Copy the rows from the first line through the line containing "66L70 66L70 65L139", swapping "Segment" for "Outline" and leaving everything else unchanged. Leave the pictures out of your answer.

──────────────────────────────

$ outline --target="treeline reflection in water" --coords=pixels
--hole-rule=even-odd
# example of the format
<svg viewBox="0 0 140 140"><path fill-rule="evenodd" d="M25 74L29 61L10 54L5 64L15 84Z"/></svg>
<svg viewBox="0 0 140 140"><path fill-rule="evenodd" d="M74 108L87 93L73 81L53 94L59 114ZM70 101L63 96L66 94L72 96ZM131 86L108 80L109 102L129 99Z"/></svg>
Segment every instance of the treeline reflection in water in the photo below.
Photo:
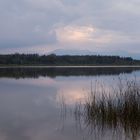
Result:
<svg viewBox="0 0 140 140"><path fill-rule="evenodd" d="M38 78L57 76L119 75L140 70L140 67L83 67L83 68L0 68L0 77Z"/></svg>

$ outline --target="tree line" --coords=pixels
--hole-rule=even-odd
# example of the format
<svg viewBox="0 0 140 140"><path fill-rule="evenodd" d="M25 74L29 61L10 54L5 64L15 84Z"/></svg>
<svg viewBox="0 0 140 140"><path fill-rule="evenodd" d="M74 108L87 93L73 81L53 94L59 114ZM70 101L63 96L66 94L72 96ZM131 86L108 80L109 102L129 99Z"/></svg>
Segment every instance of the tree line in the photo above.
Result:
<svg viewBox="0 0 140 140"><path fill-rule="evenodd" d="M46 66L70 66L70 65L139 65L140 60L131 57L101 56L101 55L63 55L55 54L6 54L0 55L0 65L46 65Z"/></svg>

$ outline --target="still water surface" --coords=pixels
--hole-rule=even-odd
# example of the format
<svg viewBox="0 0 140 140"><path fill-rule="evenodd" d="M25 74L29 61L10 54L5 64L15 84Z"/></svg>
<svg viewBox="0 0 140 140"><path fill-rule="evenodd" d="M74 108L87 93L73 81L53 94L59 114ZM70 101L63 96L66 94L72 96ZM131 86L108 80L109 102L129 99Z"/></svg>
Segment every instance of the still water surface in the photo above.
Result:
<svg viewBox="0 0 140 140"><path fill-rule="evenodd" d="M108 90L120 76L139 80L140 68L1 68L0 140L129 139L109 128L91 133L73 114L97 81Z"/></svg>

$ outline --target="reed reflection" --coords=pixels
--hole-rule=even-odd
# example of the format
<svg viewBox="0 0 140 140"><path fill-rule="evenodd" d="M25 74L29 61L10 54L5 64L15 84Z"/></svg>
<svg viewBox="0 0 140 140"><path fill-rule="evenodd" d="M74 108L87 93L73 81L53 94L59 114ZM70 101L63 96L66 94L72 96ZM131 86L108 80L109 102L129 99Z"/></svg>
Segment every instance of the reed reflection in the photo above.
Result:
<svg viewBox="0 0 140 140"><path fill-rule="evenodd" d="M110 91L104 90L102 85L99 91L91 88L85 101L77 102L73 110L80 134L84 133L83 137L87 136L85 139L139 140L139 85L136 79L125 82L119 79L118 87ZM66 103L64 105L66 109Z"/></svg>

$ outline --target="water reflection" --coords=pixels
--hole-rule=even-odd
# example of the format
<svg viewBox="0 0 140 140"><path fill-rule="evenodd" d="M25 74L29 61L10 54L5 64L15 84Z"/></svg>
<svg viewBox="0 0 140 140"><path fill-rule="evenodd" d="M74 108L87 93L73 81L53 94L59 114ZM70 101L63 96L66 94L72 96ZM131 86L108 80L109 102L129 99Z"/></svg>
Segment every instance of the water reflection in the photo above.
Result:
<svg viewBox="0 0 140 140"><path fill-rule="evenodd" d="M133 71L134 70L134 71ZM137 70L137 71L135 71ZM138 69L0 69L0 139L1 140L124 140L120 134L113 136L112 129L106 133L94 130L89 135L85 121L73 114L77 102L85 100L97 79L105 85L106 91L117 85L118 74L131 79ZM111 74L111 75L110 75ZM55 78L53 78L55 77ZM94 86L93 86L94 90ZM63 99L63 105L60 103ZM66 105L62 111L61 105ZM77 104L77 110L79 104ZM60 113L61 111L61 113ZM67 115L66 115L67 114ZM61 120L61 116L63 119ZM78 123L75 123L75 119ZM80 117L80 119L82 119ZM88 128L93 127L93 125ZM101 130L101 128L100 128ZM112 132L111 132L112 131ZM116 132L115 132L116 133ZM97 137L97 135L99 135ZM103 136L103 137L102 137Z"/></svg>
<svg viewBox="0 0 140 140"><path fill-rule="evenodd" d="M140 70L140 67L83 67L83 68L0 68L0 77L11 78L38 78L57 76L94 76L94 75L119 75Z"/></svg>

──────────────────────────────

#### [WRITTEN SOLUTION]
$ outline --target="treeline reflection in water" --coords=pixels
--hole-rule=even-odd
# example of the format
<svg viewBox="0 0 140 140"><path fill-rule="evenodd" d="M25 74L29 61L10 54L5 64L15 84Z"/></svg>
<svg viewBox="0 0 140 140"><path fill-rule="evenodd" d="M74 108L87 93L73 81L53 94L59 114ZM70 101L63 96L66 94L72 96ZM131 86L108 80L109 102L129 99Z"/></svg>
Outline every instance of the treeline reflection in water in the photo below.
Photo:
Result:
<svg viewBox="0 0 140 140"><path fill-rule="evenodd" d="M38 78L57 76L119 75L140 70L140 67L83 67L83 68L0 68L0 77Z"/></svg>

$ outline --target="tree line" --coords=pixels
--hole-rule=even-odd
# example of the format
<svg viewBox="0 0 140 140"><path fill-rule="evenodd" d="M25 74L29 61L10 54L5 64L15 84Z"/></svg>
<svg viewBox="0 0 140 140"><path fill-rule="evenodd" d="M74 108L87 93L73 81L53 94L59 114ZM70 101L63 96L66 94L72 96ZM131 86L108 80L109 102L129 99Z"/></svg>
Outline every instance of the tree line in the photo above.
Result:
<svg viewBox="0 0 140 140"><path fill-rule="evenodd" d="M46 66L70 66L70 65L139 65L140 60L131 57L101 56L101 55L63 55L55 54L6 54L0 55L0 65L46 65Z"/></svg>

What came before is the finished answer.